The request -
Reproduce all of the lines below with "photograph" replaced by "image" wherever it occurs, leaving everything else unchanged. Omit the pictures from your answer.

Items -
━━━━━━
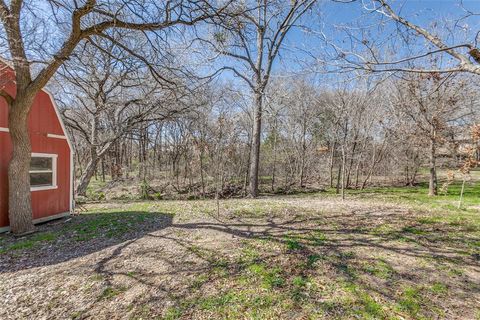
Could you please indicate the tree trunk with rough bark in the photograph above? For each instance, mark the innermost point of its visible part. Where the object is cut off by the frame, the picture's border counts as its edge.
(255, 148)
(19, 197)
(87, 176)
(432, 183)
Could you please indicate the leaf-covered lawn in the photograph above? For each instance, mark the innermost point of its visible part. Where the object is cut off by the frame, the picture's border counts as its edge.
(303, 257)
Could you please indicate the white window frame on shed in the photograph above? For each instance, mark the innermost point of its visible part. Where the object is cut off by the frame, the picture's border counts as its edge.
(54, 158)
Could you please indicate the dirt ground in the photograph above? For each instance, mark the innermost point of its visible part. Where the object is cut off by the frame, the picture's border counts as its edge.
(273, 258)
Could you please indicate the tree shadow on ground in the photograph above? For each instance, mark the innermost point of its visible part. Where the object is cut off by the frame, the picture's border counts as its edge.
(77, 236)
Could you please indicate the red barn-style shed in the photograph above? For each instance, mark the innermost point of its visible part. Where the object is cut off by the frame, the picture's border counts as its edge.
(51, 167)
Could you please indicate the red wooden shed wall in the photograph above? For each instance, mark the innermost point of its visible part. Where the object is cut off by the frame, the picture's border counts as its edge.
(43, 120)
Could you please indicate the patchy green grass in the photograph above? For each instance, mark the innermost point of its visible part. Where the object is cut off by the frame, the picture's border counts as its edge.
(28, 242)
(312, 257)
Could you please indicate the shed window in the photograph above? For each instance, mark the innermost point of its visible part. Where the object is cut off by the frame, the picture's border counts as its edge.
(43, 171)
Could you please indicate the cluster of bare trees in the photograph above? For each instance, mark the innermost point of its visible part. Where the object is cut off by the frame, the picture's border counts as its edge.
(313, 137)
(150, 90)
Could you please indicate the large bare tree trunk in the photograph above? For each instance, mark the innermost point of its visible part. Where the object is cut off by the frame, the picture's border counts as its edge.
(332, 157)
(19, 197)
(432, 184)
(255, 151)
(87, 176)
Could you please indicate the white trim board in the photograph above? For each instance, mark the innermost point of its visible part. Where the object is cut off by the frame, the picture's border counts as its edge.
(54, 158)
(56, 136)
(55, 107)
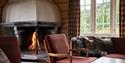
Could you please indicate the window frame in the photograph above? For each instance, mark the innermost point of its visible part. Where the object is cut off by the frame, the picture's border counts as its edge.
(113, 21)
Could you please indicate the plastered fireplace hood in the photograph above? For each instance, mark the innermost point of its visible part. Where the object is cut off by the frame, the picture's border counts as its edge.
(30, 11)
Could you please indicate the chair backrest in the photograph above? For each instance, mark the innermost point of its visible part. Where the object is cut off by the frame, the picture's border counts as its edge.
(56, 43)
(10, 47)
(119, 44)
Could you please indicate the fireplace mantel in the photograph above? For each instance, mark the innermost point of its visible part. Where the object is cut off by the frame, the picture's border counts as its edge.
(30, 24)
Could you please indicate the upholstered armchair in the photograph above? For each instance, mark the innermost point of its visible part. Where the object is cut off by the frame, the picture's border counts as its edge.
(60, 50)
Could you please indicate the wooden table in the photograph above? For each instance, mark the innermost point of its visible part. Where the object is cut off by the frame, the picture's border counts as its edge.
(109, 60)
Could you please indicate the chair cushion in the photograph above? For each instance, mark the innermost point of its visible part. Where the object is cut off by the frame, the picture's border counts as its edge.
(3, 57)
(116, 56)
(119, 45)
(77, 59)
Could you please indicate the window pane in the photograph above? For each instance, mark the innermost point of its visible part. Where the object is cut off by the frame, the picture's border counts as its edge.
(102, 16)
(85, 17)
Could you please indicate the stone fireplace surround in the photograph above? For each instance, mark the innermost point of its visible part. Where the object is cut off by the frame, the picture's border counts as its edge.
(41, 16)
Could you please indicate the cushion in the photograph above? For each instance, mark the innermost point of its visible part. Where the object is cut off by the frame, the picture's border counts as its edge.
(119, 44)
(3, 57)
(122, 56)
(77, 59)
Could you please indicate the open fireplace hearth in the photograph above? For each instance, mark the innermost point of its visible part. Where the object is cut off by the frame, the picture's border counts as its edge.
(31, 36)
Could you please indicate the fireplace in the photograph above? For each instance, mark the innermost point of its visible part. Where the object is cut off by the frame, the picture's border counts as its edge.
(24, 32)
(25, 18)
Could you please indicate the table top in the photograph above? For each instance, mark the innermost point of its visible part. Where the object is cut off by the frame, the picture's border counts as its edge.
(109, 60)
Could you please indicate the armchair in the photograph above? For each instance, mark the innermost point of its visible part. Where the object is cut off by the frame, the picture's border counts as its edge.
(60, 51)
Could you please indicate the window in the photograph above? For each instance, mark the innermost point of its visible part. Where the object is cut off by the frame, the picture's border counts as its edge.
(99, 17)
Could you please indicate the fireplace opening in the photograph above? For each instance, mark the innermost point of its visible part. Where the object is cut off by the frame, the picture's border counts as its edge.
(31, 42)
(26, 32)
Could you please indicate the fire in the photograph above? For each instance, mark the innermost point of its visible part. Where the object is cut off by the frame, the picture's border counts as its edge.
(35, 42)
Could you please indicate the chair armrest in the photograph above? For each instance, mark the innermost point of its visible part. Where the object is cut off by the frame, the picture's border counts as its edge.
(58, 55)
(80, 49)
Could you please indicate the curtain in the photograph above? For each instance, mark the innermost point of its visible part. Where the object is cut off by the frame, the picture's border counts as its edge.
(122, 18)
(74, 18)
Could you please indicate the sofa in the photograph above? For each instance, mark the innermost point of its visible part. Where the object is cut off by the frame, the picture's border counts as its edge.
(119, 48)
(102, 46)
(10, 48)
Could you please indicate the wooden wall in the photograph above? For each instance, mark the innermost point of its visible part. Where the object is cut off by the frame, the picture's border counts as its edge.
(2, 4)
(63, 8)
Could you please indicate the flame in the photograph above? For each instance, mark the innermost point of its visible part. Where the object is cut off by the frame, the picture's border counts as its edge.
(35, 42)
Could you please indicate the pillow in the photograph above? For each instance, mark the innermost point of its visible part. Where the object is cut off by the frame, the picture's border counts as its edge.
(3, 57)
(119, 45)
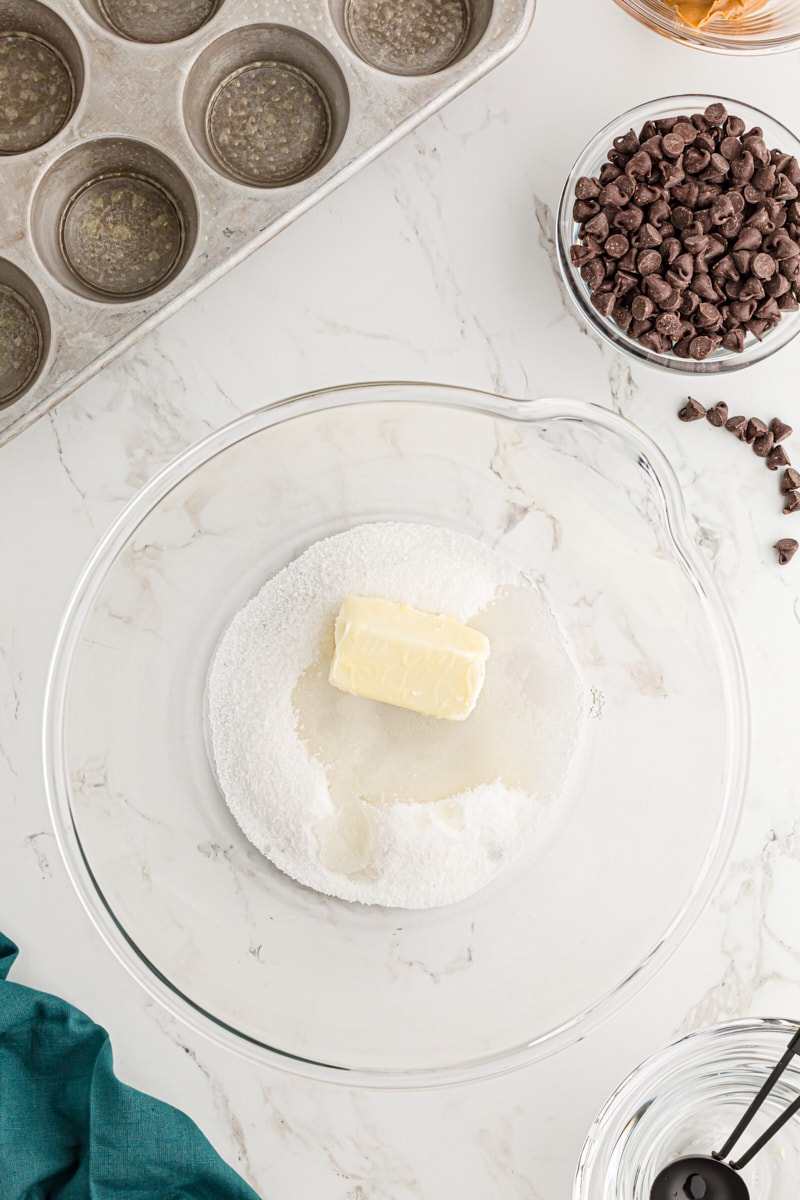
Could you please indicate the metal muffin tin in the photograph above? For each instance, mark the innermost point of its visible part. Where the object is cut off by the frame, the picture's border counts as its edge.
━━━━━━
Response below -
Could you please indicate the tree trunk with rough bark in the image above? For each instance, mark the innermost point of its visible part. Where the object is cut off by the frame, the picture's border counts as its edge.
(255, 148)
(19, 197)
(87, 176)
(432, 183)
Could you please indicate the leaf-covered lawn in the image above? For each instance, mark the innermost point of its visible part. Where the object is cut off by the frame, the picture's border counts as its edge.
(303, 257)
Could you please indicate the white window frame on shed in the image above? For each instance, mark the innermost point of its visible part. Where the object is cut off by the frame, the picture's border counts as its edge.
(54, 158)
Could you please indicate the dirt ground in the image above? For each instance, mark the innermost point of its visible part. Where the object is cut off by the frame, the picture's border counts as its edge.
(273, 258)
Could you please indicate the tree shadow on ground in the image above? For each instance, mark the innermost point of its visible part. Where the object is cut off by the frame, the picture's border counts as its edge.
(77, 236)
Could you please indicate the red barn-style shed in the image above? For each instance, mark the innermost point of its visible part. Where the object is cut off by the frame, the picture's border counts as its edge.
(51, 167)
Could you please indicate the red wooden shed wall in the image above? For each instance, mark the innermost point of its visible part. Where the object is cut off by the frame, the picture's border counts as its edge.
(43, 120)
Could you please indicate the patchy green grass in the image above? For each instance, mark the innermost point of its visible part. Where the object is cut off by the frame, the picture's border counts as its edge.
(28, 242)
(312, 257)
Could you please indicate the shed window in the image above? For each instance, mark the innermost point of its visible part. Where the object is cut off by the frame, the picture's border counts as its edge.
(43, 171)
Could you please indicate the cluster of bare trees in the image above? For each instance, mark the innermost point of its visible part. Where the object is cut off by the frame, the picture's border counts as its edge.
(313, 137)
(150, 90)
Could you please indicate the large bare tree trunk in the image above? For each instance, mark the innermost point of its visible part. Where the object is cut off by the frame, the picture's border counts as its edge.
(332, 157)
(19, 197)
(432, 184)
(255, 151)
(87, 176)
Could you please indicate the white trim board in the image above? For each instance, mark the innermost point of its visible part. Where the object is cut off by the frame, the picture's border counts as its edge.
(54, 158)
(56, 136)
(55, 107)
Could you please indicate the window frame in the image above? For each instance, mark the innermost point of its visible part. Where the object is cut off by the frame, the picture's border counts as its edge.
(113, 21)
Could you please indicate the plastered fireplace hood in the image above? For each instance, mark the innermost point of its visible part. Where the object is cut off by the frame, the picture's border counts as its edge.
(30, 11)
Could you please indicate the chair backrest in the image above? For each instance, mark the innermost point of its visible part. Where the object is cut off by the frame, the picture's border counts as its edge.
(56, 43)
(10, 47)
(119, 44)
Could you please indicate the fireplace mantel in the image above? For each instance, mark the innermost point of its visible part. Where the object is cut off by the frame, the picture's border counts as its edge.
(30, 24)
Could you please indicate the upholstered armchair in the image above? For each instance, mark the innermost point of its visible part. Where the object is cut off by the frame, the picture's border counts as its edge.
(60, 50)
Could you please indicate the wooden table in the image above? For each instance, mark the innermost point of its visible part. Where the object is cut off by the frame, the picture's border counts as its edge.
(109, 60)
Could you please indicate the chair cushion in the image above? For each instance, mark the innermost point of its visible part. Where the object is cut off by the frame, the picture's border counts as its edge.
(3, 57)
(116, 56)
(119, 45)
(77, 59)
Could you please indicate the window pane in the image above? For each instance, mark the innermost point of its visible part. Where the object is cut off by the frame, the picture's border counts as its edge.
(102, 16)
(85, 17)
Could you please indicate the stone fireplace surround in the image above? For each instance, mark the innermost point of its visible part. Where the object is cut off by the frame, the picture's border counts as its edge.
(41, 16)
Could you please indicate the cushion in the image above? For each instance, mark the innermost point of its visible part. Where the object is cut off by the frame, the picture's border counts as its edge.
(119, 44)
(3, 57)
(122, 56)
(77, 59)
Could you please indicate the open fireplace hearth in the image above? For each instance, mark the innermost point of its visible part. Where the object is cut off by the frame, the picture's border counts as its edge.
(31, 36)
Could you please indicate the fireplace in the image above? For each instance, mark the innermost point of its visible part. Where the object is cut off by the frame, the picture's border counts as its edge.
(24, 32)
(25, 18)
Could you please indicate the table top in the image above? For each instance, mark the innermost point of its visible part. Where the object is cut off by the frame, the picture's border counts as its edge.
(109, 60)
Could you please indicate the armchair in the image above? For each instance, mark the innermost point of its visible part. Where the object is cut off by the frame, the picture's border counts as its edge.
(60, 51)
Could you please indicate the window in the image above? For each instance, mark the innermost point of its visible part. Where the object is cut off by the frame, the picture's border counts as its edge.
(99, 17)
Could you please indicate the fireplace opening in the image above? For each instance, mark the innermost point of its visible part. Where the object is cut off by the frame, the picture's border counts as its edge.
(31, 42)
(26, 32)
Could you please indicate the fire in the image above? For each instance, mark the innermost point of its visible part. Where the object is cut off by the frame, the picture's border counts as its edge.
(35, 42)
Could you please indicate the chair armrest in the image above? For each instance, mark the innermost point of its visible part. Where the object is cut off by the frame, the picture's border counts as its edge.
(58, 55)
(80, 49)
Could you please indicate the curtain in the image above? For each instance, mark the innermost point of its visible part. Where the object is cut off by the frame, the picture's border counts as its edge.
(122, 18)
(74, 18)
Could you please indicate the sofa in the image above? For each instance, mark the innermost point of its visible part. Where the object is cut off by the frame, the picture's border counts as its edge.
(119, 48)
(102, 46)
(10, 48)
Could you please indicate the wooden wall in the image above? For each instance, mark the innermost point of its visible part. Where the object is cut off by the frame, the picture's border counts as its edge.
(2, 4)
(63, 8)
Could you please indicate the flame in the image above? For each instance, mark the innermost point of its visible part. Where the object is cut off by the frame, the picture's border counts as its edge.
(35, 42)
Could you please indicate the pillow in the image above? For each instance, mark the innermost point of its visible part. Where the object is cut off by the frame, the picture's border counts as its edge.
(3, 57)
(119, 45)
Could you please indicate the metal muffin tin in the image above? For each instance, mark the innermost point of its visible part. Where the object is cut off by the frame, the picture's border counts as its edge.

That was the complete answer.